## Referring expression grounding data
*** Begin section ***
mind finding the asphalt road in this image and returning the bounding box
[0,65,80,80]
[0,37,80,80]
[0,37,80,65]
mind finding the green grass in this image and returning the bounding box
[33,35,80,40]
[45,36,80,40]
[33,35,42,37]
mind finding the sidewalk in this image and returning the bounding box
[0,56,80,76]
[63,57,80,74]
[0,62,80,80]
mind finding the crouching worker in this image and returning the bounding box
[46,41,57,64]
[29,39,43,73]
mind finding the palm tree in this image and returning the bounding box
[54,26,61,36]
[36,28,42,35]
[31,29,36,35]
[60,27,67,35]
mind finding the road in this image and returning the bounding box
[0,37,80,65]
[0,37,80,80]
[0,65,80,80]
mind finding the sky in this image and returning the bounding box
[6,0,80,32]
*** End section ***
## Exercise brief
Write out exactly the lines that run from the one containing "mind finding the palm" to the end of the records, both end lines included.

## Result for this task
mind finding the palm tree in this image and returning the bounding box
[54,26,61,36]
[36,28,42,35]
[31,29,36,35]
[60,27,67,35]
mind finding the road in this image and returning the bounding box
[0,37,80,65]
[0,37,80,80]
[0,65,80,80]
mind finding the sky in this image and returning the bounding box
[6,0,80,32]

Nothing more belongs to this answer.